#### [What this task involves]
From the entries below, copy out all lines holding "tree".

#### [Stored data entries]
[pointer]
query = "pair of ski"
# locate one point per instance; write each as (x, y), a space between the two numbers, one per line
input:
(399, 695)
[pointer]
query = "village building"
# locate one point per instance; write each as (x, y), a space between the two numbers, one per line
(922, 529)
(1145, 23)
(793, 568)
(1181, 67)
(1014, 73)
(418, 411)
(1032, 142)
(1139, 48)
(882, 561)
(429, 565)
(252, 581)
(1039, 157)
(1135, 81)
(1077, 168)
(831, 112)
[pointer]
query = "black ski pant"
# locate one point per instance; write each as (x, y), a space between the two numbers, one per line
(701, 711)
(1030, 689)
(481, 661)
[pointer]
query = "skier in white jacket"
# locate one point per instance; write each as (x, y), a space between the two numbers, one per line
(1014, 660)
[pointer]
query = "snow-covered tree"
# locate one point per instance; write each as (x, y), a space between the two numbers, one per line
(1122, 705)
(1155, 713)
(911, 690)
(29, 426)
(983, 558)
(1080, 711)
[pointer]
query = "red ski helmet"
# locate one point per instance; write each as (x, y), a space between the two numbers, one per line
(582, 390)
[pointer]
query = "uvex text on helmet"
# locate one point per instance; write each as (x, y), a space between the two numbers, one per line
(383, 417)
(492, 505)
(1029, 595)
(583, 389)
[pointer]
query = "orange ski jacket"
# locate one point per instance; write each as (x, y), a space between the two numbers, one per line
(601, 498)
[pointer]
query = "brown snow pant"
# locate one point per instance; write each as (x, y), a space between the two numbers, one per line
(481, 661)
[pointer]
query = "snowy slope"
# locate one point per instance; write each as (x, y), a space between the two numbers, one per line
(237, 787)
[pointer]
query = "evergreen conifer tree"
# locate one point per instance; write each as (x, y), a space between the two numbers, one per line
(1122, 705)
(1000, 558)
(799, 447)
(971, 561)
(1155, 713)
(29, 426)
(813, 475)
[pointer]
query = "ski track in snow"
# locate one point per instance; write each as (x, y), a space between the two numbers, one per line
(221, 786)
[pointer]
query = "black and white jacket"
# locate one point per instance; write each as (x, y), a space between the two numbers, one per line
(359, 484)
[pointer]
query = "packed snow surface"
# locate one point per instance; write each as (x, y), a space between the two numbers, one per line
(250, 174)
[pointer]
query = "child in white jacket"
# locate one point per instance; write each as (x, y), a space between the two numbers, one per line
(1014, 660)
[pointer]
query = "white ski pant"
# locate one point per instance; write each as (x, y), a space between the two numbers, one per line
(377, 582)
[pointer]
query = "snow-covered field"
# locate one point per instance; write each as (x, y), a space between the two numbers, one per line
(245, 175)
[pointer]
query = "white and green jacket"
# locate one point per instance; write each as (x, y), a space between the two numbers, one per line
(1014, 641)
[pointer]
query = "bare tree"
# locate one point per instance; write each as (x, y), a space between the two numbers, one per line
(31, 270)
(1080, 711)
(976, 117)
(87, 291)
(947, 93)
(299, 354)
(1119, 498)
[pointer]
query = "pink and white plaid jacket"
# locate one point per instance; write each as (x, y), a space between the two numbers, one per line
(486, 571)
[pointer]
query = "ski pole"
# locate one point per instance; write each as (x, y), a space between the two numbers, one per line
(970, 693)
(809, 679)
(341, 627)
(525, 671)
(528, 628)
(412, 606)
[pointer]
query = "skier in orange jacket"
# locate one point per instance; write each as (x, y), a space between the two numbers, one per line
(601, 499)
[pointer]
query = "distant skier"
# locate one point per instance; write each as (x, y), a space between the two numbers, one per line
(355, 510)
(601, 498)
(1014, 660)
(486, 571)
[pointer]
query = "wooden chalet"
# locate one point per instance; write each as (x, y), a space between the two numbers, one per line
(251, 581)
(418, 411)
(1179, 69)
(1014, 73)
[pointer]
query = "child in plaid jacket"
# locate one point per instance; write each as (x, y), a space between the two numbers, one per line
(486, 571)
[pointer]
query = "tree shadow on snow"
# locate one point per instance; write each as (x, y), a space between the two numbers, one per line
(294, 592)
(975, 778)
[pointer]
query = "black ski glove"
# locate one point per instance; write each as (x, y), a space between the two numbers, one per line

#### [Result of the task]
query = "snow-covered tree"
query = "evergreen conifer tree"
query = "bare tree"
query = "tree shadow on snow"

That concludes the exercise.